- [Work instructions] Please output exactly the lines that run from the line with "wood plank flooring." through the final line of the data, inclusive, and nothing more.

- [Extracted material]
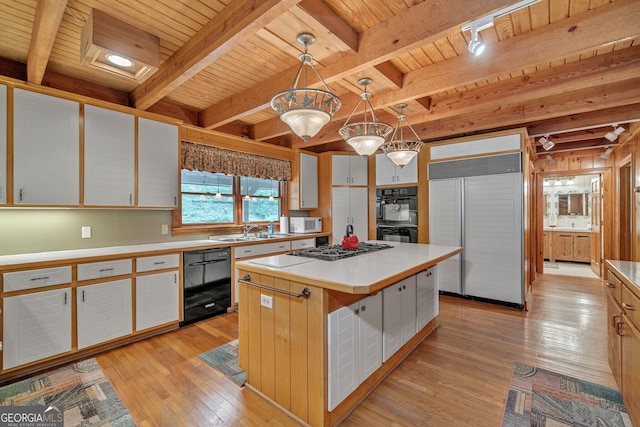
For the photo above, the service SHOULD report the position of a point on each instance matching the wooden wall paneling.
(282, 344)
(267, 340)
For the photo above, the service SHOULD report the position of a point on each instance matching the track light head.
(613, 135)
(546, 143)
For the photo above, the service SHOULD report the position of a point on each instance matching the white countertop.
(358, 274)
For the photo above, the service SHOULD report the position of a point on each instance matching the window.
(211, 198)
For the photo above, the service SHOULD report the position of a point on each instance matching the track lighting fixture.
(613, 135)
(607, 153)
(546, 143)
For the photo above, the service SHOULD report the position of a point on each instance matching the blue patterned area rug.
(80, 390)
(225, 360)
(542, 398)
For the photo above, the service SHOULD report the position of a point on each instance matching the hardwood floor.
(458, 376)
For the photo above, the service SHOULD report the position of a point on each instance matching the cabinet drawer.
(30, 279)
(615, 286)
(303, 244)
(158, 262)
(261, 249)
(96, 270)
(631, 306)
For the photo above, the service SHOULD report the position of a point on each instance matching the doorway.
(571, 227)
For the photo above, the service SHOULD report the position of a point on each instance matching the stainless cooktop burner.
(336, 252)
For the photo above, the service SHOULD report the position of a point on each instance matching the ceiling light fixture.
(607, 153)
(613, 135)
(400, 150)
(546, 143)
(476, 47)
(368, 135)
(306, 109)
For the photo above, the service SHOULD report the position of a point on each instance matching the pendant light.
(399, 149)
(369, 134)
(306, 109)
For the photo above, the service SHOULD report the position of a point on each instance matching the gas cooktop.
(336, 252)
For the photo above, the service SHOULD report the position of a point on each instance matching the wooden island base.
(284, 349)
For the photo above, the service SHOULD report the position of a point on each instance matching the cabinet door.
(3, 144)
(157, 299)
(158, 173)
(46, 150)
(426, 297)
(408, 174)
(358, 170)
(109, 138)
(359, 212)
(343, 344)
(308, 181)
(36, 326)
(614, 342)
(370, 335)
(563, 247)
(104, 312)
(385, 170)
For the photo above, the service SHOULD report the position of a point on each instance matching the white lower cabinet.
(354, 346)
(104, 312)
(399, 315)
(157, 299)
(36, 326)
(426, 297)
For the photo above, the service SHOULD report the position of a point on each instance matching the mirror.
(573, 204)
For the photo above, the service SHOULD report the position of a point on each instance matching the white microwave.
(305, 224)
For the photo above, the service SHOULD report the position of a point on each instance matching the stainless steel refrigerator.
(477, 203)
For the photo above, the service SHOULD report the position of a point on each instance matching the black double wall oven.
(207, 283)
(397, 214)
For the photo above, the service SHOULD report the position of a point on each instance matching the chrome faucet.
(246, 228)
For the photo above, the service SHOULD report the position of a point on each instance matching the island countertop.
(361, 274)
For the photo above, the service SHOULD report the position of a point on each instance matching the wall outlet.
(266, 301)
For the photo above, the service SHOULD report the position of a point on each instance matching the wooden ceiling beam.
(238, 21)
(408, 30)
(326, 17)
(45, 27)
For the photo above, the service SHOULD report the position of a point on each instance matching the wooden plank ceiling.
(564, 68)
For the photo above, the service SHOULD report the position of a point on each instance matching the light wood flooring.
(458, 376)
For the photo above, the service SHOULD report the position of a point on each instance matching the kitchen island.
(315, 337)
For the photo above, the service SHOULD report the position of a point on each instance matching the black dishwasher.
(207, 283)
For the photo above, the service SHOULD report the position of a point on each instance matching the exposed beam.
(234, 24)
(417, 26)
(43, 35)
(319, 11)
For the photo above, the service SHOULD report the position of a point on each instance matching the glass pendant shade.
(306, 110)
(368, 135)
(399, 149)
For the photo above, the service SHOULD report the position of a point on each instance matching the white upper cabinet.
(3, 144)
(46, 150)
(109, 157)
(158, 172)
(308, 181)
(388, 172)
(348, 170)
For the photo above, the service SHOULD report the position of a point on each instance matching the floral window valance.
(217, 160)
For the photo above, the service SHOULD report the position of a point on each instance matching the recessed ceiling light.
(118, 60)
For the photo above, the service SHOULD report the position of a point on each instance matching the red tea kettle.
(350, 241)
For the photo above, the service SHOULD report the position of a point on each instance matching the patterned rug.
(542, 398)
(80, 390)
(225, 360)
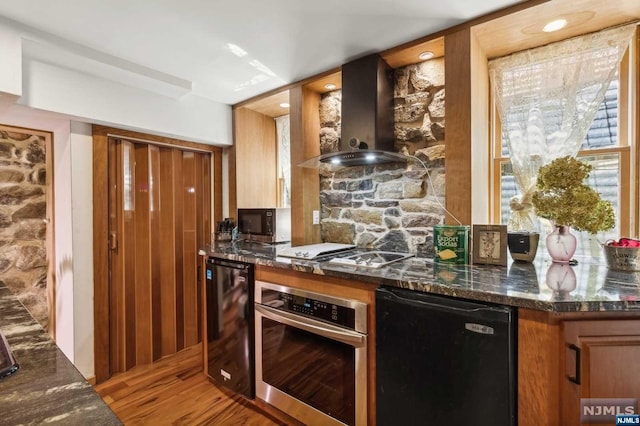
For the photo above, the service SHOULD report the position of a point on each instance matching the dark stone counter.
(543, 285)
(47, 388)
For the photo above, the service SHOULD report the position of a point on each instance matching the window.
(609, 146)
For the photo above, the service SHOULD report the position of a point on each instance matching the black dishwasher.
(230, 325)
(444, 361)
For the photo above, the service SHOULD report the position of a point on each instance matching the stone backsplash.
(23, 257)
(390, 206)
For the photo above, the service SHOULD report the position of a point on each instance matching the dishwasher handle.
(441, 303)
(316, 327)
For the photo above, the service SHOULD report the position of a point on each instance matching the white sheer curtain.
(547, 98)
(284, 158)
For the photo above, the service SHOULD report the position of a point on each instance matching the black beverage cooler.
(230, 325)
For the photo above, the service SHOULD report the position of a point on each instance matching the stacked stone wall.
(23, 257)
(390, 206)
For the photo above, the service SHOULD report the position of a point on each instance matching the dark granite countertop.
(543, 285)
(47, 388)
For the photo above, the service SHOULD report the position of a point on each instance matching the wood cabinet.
(565, 357)
(256, 160)
(601, 360)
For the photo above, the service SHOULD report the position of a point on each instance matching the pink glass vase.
(561, 244)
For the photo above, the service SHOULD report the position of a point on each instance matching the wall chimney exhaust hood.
(367, 116)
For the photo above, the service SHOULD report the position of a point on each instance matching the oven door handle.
(293, 320)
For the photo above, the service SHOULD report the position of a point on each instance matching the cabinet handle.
(575, 378)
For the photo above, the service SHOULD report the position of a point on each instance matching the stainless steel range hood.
(367, 116)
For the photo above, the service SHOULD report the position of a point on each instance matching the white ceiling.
(180, 46)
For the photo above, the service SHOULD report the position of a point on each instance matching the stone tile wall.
(23, 257)
(390, 206)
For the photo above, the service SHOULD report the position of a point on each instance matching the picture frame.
(489, 244)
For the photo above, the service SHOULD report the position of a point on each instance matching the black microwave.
(268, 225)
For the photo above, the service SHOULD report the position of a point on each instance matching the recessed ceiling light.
(556, 25)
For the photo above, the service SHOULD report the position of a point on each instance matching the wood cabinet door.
(601, 360)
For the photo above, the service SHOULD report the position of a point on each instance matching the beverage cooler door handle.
(576, 377)
(286, 318)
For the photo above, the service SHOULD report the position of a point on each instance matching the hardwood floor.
(175, 391)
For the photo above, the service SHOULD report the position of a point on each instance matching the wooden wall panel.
(458, 76)
(155, 250)
(256, 159)
(480, 138)
(128, 237)
(305, 183)
(179, 247)
(190, 249)
(160, 213)
(144, 343)
(168, 253)
(217, 189)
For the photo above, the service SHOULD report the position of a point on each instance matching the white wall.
(63, 226)
(11, 69)
(56, 97)
(81, 144)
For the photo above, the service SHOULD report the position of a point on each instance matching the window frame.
(628, 147)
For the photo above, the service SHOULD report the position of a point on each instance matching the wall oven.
(311, 355)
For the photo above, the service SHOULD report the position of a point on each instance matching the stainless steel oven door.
(314, 371)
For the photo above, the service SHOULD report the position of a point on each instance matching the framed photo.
(490, 244)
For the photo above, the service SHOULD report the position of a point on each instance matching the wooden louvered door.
(159, 216)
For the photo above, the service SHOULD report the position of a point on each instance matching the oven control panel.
(339, 315)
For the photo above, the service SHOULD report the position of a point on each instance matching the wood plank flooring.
(174, 390)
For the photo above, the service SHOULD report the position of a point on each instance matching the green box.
(451, 243)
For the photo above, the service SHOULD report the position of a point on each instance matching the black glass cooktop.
(8, 364)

- [Solution to this exercise]
For the photo above, the service SHOULD report the position of a point on each instance matching the wood plank flooring.
(174, 390)
For the photo above, the service SHOULD report the position of a point on each instance matching the green box.
(451, 243)
For the photo above, the service SHOULD report the position of a point on each instance matching the black glass cooktop.
(8, 364)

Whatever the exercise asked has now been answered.